** EXERCISE DATA follows **

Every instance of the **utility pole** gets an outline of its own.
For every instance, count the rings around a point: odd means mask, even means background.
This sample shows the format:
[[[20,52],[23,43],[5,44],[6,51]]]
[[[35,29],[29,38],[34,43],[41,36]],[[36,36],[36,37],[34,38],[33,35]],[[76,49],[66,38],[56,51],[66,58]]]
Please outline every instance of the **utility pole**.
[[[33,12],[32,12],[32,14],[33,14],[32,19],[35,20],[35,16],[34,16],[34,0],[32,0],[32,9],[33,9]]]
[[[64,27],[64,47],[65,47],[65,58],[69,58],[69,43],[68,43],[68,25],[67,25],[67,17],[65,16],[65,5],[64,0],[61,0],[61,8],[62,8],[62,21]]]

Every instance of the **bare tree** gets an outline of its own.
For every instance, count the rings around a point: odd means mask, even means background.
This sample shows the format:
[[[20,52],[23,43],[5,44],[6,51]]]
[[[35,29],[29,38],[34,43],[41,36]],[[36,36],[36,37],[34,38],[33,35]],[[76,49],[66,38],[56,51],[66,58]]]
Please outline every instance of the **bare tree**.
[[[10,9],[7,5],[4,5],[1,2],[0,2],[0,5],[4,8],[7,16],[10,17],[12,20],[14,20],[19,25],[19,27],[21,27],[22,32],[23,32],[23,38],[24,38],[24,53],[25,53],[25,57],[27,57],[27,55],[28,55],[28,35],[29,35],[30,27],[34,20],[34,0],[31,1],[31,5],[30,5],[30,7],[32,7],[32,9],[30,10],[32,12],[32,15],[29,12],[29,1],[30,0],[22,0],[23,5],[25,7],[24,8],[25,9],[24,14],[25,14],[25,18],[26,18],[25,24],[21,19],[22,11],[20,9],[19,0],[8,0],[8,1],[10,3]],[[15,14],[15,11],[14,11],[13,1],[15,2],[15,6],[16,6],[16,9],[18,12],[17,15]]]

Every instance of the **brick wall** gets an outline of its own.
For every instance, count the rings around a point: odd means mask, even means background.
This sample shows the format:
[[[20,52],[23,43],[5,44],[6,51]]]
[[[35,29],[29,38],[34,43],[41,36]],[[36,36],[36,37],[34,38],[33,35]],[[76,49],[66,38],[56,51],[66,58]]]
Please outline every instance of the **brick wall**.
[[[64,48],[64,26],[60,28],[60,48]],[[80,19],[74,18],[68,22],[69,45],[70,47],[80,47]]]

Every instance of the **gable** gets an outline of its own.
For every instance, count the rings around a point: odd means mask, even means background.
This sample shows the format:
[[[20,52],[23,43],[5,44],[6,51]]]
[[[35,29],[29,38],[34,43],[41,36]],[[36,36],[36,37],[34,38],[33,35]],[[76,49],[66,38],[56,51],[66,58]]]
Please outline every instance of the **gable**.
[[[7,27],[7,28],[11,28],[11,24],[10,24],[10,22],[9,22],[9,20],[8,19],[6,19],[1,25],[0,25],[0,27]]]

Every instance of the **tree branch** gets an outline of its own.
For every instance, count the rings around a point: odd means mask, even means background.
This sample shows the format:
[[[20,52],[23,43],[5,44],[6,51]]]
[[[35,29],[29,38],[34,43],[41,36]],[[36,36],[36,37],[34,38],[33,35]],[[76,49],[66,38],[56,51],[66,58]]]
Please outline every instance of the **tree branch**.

** End of EXERCISE DATA **
** EXERCISE DATA follows **

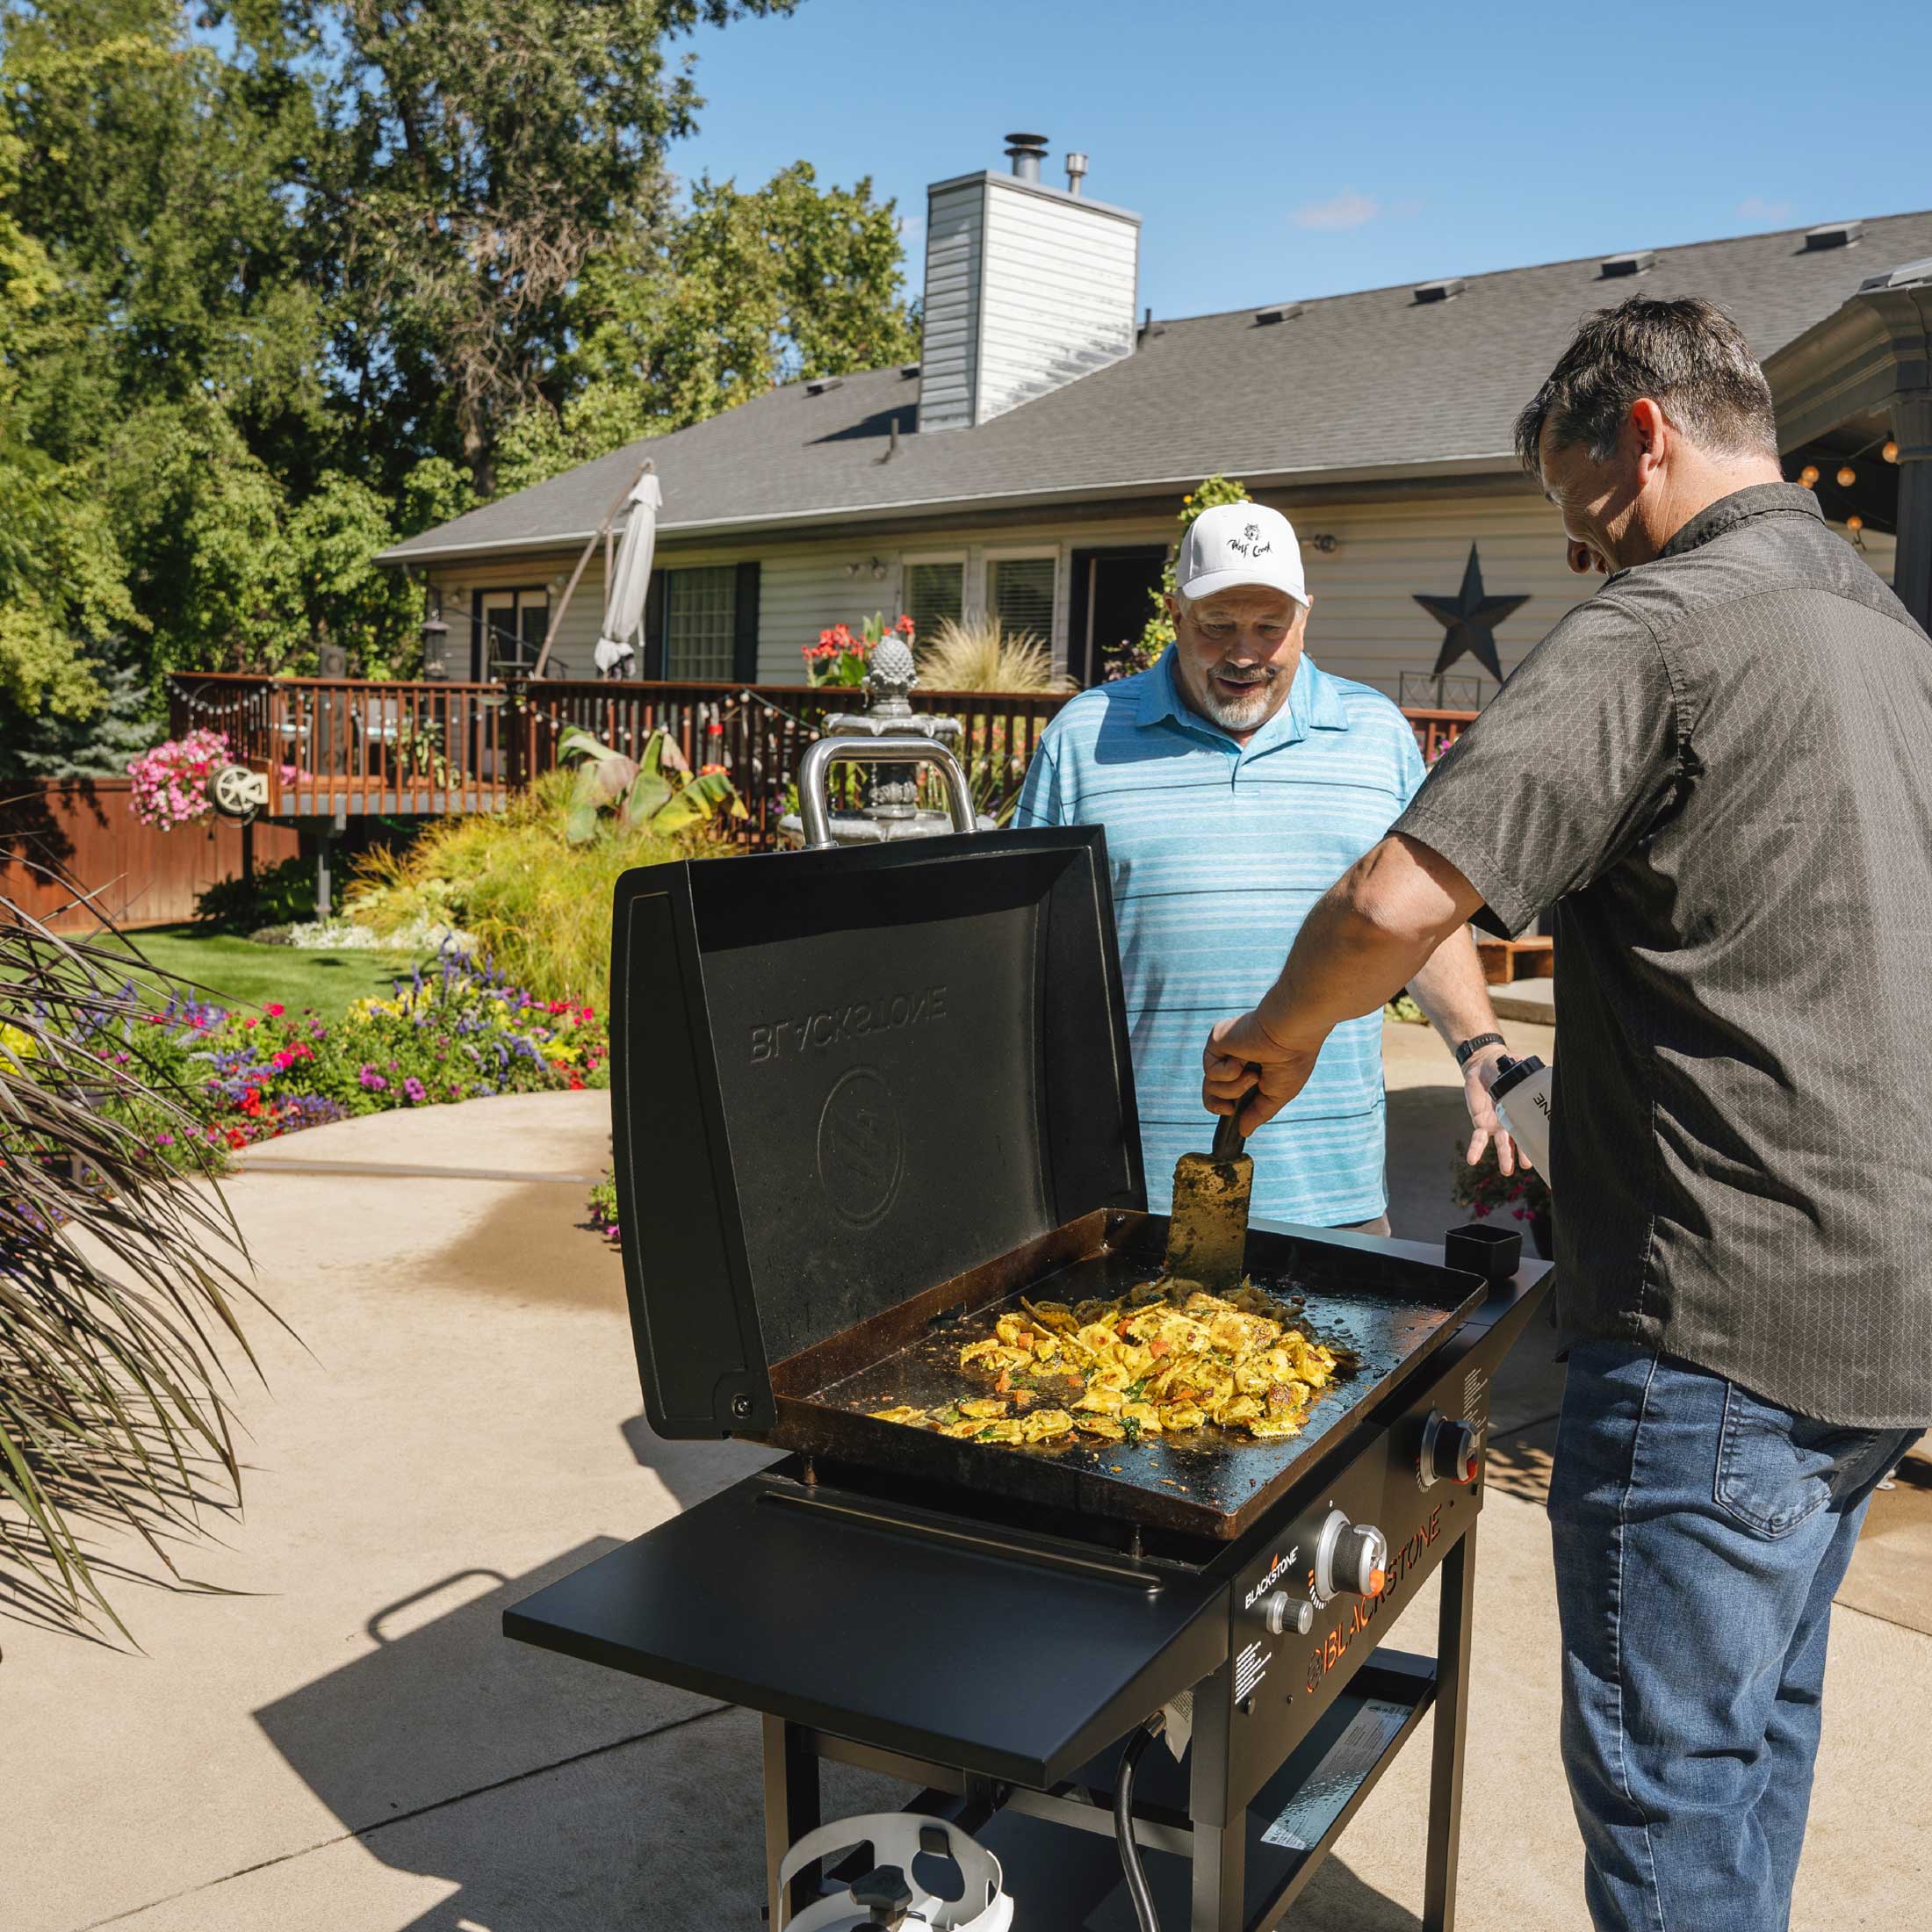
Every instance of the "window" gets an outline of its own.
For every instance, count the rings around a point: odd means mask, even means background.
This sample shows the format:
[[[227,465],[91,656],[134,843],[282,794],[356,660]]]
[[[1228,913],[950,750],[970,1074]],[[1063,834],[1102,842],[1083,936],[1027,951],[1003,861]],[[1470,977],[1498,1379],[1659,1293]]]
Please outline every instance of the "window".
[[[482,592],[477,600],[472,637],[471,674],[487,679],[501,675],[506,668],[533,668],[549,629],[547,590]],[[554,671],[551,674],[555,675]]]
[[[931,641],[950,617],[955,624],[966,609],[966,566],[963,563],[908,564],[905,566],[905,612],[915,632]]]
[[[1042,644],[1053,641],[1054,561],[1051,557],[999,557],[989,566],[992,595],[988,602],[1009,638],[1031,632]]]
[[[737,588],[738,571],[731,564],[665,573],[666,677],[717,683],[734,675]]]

** End of EXERCISE DATA **

### TASK TO COMPLETE
Go through the entries above and copy out every line that includes the word "gets".

### TASK RESULT
Every instance of the **utility pole** gets an outline of its own.
Every instance of the **bare tree** gets an outline of its own.
Every instance of the **brick wall** gets an outline of its own.
Every instance of the **gable** gets an outline of its own.
Every instance of the **tree branch** gets an outline of its own.
Every instance of the "window" gets an outline of its own.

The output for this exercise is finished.